◆ **Exercise brief**
Edit the records below by replacing every "point out" with "locate", leaving all other text unchanged. Omit the pictures from your answer.

◆ **Data rows**
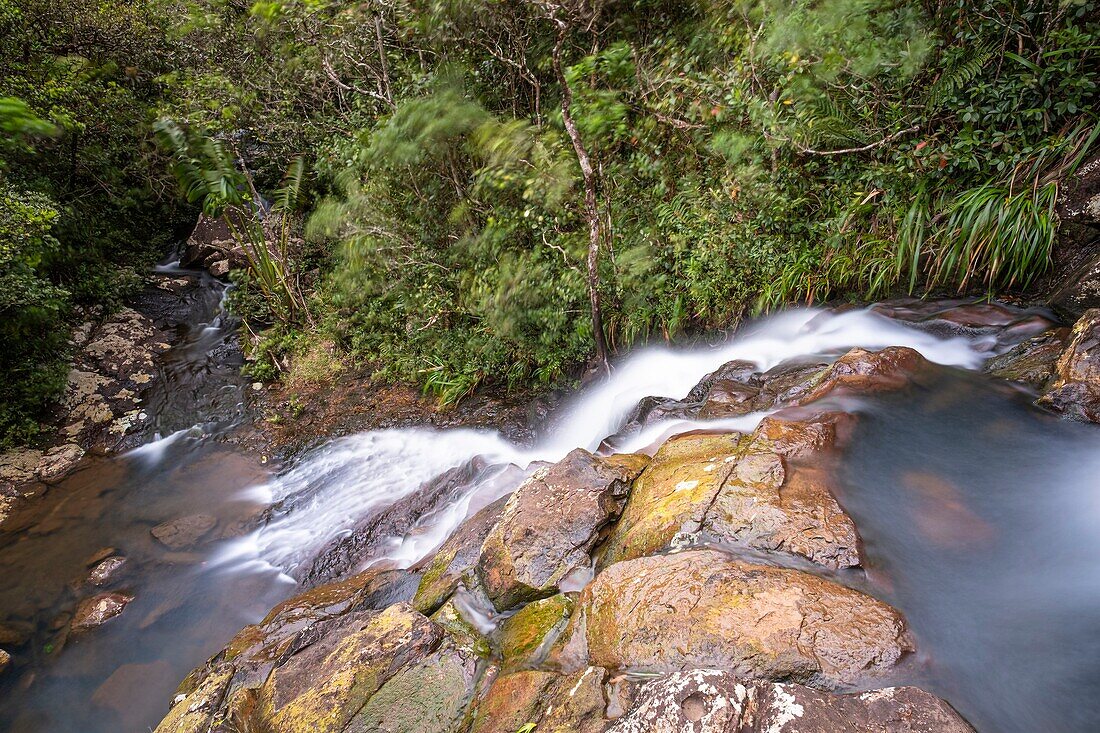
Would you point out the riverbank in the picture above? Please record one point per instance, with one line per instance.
(721, 560)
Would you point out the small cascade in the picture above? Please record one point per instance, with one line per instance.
(339, 487)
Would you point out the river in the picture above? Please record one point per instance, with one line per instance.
(977, 510)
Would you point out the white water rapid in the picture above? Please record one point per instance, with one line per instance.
(330, 491)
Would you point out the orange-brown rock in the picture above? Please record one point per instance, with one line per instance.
(769, 491)
(705, 609)
(717, 701)
(551, 523)
(1076, 390)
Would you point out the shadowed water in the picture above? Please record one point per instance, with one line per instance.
(979, 515)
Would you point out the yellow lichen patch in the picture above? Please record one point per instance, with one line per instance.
(671, 493)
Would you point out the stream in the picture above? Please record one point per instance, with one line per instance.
(978, 512)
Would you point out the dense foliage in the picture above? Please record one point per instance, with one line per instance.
(80, 215)
(745, 154)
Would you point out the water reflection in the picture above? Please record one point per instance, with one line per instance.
(979, 517)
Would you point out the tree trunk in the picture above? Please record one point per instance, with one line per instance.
(591, 209)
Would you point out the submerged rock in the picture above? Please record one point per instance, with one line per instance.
(736, 389)
(106, 570)
(1031, 362)
(185, 532)
(704, 609)
(551, 523)
(1076, 390)
(717, 701)
(98, 610)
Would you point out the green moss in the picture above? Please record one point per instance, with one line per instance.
(523, 635)
(464, 634)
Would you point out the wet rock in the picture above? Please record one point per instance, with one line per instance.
(1078, 236)
(106, 571)
(526, 635)
(430, 697)
(210, 241)
(672, 494)
(13, 634)
(98, 610)
(1076, 390)
(998, 323)
(458, 621)
(99, 556)
(185, 532)
(371, 590)
(1031, 362)
(457, 558)
(769, 491)
(58, 461)
(101, 403)
(704, 609)
(348, 553)
(778, 494)
(19, 466)
(551, 523)
(513, 702)
(551, 702)
(717, 701)
(219, 267)
(356, 670)
(860, 371)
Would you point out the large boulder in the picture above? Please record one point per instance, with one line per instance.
(717, 701)
(769, 491)
(1076, 390)
(551, 523)
(327, 663)
(672, 494)
(350, 550)
(457, 558)
(705, 609)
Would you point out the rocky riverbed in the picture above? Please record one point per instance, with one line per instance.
(708, 581)
(682, 548)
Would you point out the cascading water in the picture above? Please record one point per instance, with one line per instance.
(120, 676)
(337, 487)
(971, 502)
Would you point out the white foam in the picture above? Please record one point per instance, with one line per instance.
(337, 487)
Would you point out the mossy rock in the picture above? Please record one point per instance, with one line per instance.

◆ **Exercise response**
Would you locate the riverbank in the picture above? Please record one point per instance, with one line per instance.
(721, 560)
Would you locate the small cascade in the picture above? Please record one point per instance, with one line per instance.
(339, 487)
Would you locate the river in the picture above? Please record one point per instance, with one line per instance.
(977, 510)
Would you locate the white water rapid in the picture above? Please record one point per instance, with one line per instance.
(330, 491)
Would you locate the orange-brown rock in the picture above? Please record one point per instance, with one line per instance.
(769, 491)
(705, 609)
(717, 701)
(551, 523)
(1076, 390)
Would you locate the shadowed water in the picture above? Please record one point per instance, with one line per instance.
(979, 515)
Would you locate the yellow lichen patch in the picture above? Please record one point per instance, with one line per instance.
(671, 493)
Would you locate the stream in the picture above? Please record one point per instance, with one line per instance.
(978, 512)
Would you locate the dense foliage in the picture above? Please record one point per instance, with one line per instance.
(80, 215)
(745, 154)
Would you locate the water reflection in the picture above? Please record one point per instance, with one line per instance.
(979, 517)
Would you locate the tree trunk in the picture above? Please record one point per instance, with one line per instance.
(591, 209)
Would you locate the submerged rock in the picture above? Please record one point per instance, with one line per instance.
(736, 389)
(106, 570)
(1031, 362)
(185, 532)
(704, 609)
(551, 523)
(1076, 390)
(717, 701)
(98, 610)
Would you locate the green moss in the picture above? Please record one point per instance, with one line per instance.
(523, 635)
(464, 634)
Would you locate the wet rock in the picture above? Please record one point per instance, with one line per instance.
(1078, 236)
(106, 571)
(526, 635)
(430, 697)
(210, 241)
(672, 494)
(13, 634)
(98, 610)
(1076, 390)
(998, 323)
(458, 621)
(99, 556)
(185, 532)
(371, 590)
(1031, 362)
(457, 558)
(769, 491)
(58, 461)
(101, 403)
(704, 609)
(348, 553)
(778, 494)
(19, 466)
(551, 523)
(513, 702)
(551, 702)
(717, 701)
(219, 267)
(356, 670)
(860, 371)
Would you locate the large boulder in the picture above? Please record one point per instance, with one line per instance.
(717, 701)
(769, 491)
(1076, 390)
(551, 523)
(327, 663)
(672, 494)
(350, 550)
(457, 558)
(705, 609)
Would you locate the rocky riverbed in the picture above? Please record one point per instance, with one line per instance.
(708, 581)
(682, 548)
Would you locate the cascading water in the picture above? Please record one point per instance, with one line per instance.
(120, 676)
(337, 487)
(971, 502)
Would you locate the white foam in the picture above? Please record one point per instance, with one line per instance.
(337, 487)
Would you locate the mossy rock in the picture above? Please record one point per instance, with one line per instance.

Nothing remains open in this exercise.